_Aim of the exercise_
Write out the items word for word, starting at the line containing "Point out the white" and continuing through the end of the items, with both ends included. Leave the pictures out of your copy.

_Dataset rows_
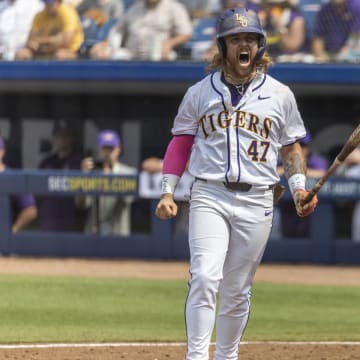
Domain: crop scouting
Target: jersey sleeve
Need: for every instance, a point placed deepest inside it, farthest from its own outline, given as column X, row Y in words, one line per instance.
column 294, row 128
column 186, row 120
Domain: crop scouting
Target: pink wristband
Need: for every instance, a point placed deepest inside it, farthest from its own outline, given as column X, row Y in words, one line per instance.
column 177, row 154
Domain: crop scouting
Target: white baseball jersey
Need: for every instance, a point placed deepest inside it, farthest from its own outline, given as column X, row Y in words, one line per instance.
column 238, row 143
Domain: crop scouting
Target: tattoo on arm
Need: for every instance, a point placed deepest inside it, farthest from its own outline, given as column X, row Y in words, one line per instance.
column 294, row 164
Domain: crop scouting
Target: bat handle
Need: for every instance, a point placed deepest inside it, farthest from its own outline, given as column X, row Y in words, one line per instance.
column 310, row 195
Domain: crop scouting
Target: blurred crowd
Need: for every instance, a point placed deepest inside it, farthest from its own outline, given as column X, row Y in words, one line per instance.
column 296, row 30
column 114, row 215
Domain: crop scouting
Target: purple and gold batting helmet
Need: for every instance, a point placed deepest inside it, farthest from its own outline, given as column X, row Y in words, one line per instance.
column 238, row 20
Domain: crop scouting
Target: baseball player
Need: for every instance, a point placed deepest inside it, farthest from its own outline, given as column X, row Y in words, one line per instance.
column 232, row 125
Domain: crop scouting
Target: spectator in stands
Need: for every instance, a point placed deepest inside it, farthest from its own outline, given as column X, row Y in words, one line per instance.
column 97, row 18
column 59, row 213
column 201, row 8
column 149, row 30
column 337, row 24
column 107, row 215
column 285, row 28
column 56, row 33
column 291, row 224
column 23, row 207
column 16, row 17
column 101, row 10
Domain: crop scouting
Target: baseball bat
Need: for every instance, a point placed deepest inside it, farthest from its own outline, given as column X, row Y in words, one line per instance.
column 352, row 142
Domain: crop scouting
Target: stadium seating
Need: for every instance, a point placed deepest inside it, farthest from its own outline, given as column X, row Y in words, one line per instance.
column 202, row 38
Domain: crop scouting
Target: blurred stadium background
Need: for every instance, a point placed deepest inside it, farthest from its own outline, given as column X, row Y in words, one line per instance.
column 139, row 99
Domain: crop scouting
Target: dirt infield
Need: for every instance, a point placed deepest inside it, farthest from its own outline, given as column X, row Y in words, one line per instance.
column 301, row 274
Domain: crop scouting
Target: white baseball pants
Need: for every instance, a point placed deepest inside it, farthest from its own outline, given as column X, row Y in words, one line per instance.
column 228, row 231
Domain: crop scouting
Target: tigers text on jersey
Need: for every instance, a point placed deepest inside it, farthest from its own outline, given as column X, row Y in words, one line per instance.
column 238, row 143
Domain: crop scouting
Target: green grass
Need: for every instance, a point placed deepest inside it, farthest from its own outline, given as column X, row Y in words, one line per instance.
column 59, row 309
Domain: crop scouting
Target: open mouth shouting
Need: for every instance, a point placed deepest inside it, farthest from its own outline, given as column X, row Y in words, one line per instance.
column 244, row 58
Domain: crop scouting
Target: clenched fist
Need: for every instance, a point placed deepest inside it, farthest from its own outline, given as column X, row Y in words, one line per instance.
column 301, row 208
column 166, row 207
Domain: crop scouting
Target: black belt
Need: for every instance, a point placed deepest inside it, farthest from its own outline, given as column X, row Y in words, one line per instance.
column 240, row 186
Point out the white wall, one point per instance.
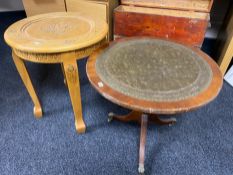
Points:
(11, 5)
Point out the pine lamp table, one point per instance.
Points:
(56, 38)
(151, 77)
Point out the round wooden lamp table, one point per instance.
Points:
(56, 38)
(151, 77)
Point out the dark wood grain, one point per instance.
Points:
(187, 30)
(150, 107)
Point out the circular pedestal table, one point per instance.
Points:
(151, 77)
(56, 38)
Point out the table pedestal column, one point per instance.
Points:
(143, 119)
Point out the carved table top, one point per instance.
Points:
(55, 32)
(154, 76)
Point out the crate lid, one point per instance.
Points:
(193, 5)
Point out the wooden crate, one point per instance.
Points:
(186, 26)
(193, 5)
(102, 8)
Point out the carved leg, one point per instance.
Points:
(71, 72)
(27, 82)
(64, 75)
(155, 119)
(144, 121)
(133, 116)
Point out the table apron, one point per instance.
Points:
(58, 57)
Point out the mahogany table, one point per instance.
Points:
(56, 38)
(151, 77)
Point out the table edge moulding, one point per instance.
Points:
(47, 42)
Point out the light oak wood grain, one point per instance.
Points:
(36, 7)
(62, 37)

_Reply to the exercise_
Point out the white wall, one point per instance.
Points:
(11, 5)
Point out the pine lamp table, one point per instance.
Points:
(56, 38)
(151, 77)
Point out the round wooden lamp table, one point per instance.
Points:
(56, 38)
(151, 77)
Point out the dark wood grain, one point per instance.
Points:
(187, 30)
(150, 107)
Point out the circular pedestal table, one point per instance.
Points:
(151, 77)
(56, 38)
Point out the table pedestal column, one point per instance.
Points:
(143, 119)
Point out the carved table top, one point per instance.
Points:
(55, 32)
(154, 76)
Point out the crate lid, one point per instance.
Points:
(193, 5)
Point out the wooden crate, one point per instance.
Points:
(186, 26)
(193, 5)
(102, 8)
Point out the carved leg, one point per instance.
Points:
(71, 72)
(27, 82)
(64, 75)
(155, 119)
(144, 121)
(133, 116)
Point out the table apron, one point per instance.
Points:
(58, 57)
Point out the mahogany table, one point per instance.
Points:
(56, 38)
(151, 77)
Point out the table edge moulding, one point per instance.
Points:
(47, 42)
Point out the light oak wood grain, one point per instance.
Points:
(36, 7)
(62, 37)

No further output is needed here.